== WHAT THIS TASK INVOLVES ==
Go through the entries below and print, exactly, the lines starting at the one with "If you could tag each instance of the brick wall" and ending at the one with "If you could tag each instance of the swing", keeping both ends and no others.

== LISTED ENTRIES ==
=== Begin Enclosure ===

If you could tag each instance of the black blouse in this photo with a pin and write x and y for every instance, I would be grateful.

=== End Enclosure ===
=== Begin Enclosure ===

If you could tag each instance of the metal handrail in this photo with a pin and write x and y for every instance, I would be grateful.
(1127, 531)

=== End Enclosure ===
=== Begin Enclosure ===

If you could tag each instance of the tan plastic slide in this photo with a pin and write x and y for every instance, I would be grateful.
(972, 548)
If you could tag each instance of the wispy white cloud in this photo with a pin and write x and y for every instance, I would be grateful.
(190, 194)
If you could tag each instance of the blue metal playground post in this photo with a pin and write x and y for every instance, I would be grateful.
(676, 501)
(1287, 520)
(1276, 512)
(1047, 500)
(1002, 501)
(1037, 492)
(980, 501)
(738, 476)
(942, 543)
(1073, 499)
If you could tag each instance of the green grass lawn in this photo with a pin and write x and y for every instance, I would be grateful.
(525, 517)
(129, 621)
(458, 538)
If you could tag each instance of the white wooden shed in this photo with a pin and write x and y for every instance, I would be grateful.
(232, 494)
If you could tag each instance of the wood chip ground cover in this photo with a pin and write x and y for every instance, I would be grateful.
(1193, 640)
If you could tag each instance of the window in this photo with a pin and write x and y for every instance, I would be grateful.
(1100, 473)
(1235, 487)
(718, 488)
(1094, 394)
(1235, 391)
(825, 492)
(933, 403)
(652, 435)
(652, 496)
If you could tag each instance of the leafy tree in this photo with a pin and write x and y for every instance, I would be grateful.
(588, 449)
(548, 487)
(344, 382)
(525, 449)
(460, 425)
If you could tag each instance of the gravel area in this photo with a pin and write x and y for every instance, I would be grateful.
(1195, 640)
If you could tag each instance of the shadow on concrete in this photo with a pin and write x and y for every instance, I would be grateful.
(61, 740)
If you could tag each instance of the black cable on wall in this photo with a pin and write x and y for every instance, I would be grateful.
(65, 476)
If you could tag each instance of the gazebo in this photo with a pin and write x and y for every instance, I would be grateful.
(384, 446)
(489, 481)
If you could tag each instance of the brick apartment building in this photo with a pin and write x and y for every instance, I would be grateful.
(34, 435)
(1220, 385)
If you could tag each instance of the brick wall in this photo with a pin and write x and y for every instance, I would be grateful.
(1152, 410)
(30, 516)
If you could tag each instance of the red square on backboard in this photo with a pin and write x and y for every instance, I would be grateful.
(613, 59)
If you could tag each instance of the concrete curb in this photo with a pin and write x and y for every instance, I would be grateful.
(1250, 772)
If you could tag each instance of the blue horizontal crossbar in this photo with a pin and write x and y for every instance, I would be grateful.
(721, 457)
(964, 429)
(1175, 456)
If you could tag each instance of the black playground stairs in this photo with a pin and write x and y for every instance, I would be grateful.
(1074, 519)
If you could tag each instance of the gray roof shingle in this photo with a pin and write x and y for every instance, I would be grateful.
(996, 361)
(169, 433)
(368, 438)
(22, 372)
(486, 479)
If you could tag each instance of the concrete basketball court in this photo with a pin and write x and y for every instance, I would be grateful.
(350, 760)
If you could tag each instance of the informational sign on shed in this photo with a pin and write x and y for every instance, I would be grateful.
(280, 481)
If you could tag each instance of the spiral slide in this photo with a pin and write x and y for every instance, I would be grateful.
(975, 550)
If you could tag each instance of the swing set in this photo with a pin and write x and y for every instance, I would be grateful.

=== End Enclosure ===

== TASK OUTPUT ==
If you could tag each instance of the brick wall in this photo with a pin and write x and y for every instance, I would be grateful.
(1152, 410)
(30, 516)
If you could tag each instance of the red square on backboard in this photo with a pin and write x and y for every instance, I would be grateful.
(613, 59)
If you could tag each instance of the concrete curb in this photo with a pin and write x and y for every instance, I would be grateful.
(1250, 772)
If you could tag each instance of the blue horizontal crossbar in this photo with a pin and write x and y for every instance, I would be grateful.
(721, 457)
(964, 429)
(1175, 456)
If you could tag each instance of the black playground stairs in this photo with a pin and write x and y for every instance, I would be grateful.
(1074, 519)
If you could tag each instance of the gray roof shingle in this photo with a pin and write x and y for every instance, I would be grateful.
(996, 361)
(169, 433)
(368, 438)
(22, 372)
(486, 479)
If you could tag each instance of the concrete basketball court in this photo with a pin and write x and y for every instance, I would be grateful.
(350, 760)
If you could tag each instance of the informational sign on shed in this photo with a pin and write x and y for every instance, I would be grateful.
(280, 481)
If you could tag each instance of the spiral slide in this photo with a pin and write x and y for every instance, I would be grateful.
(975, 550)
If you could tag each instance of the swing set in this photo with a pin and write x and y for every instance, I would be grateful.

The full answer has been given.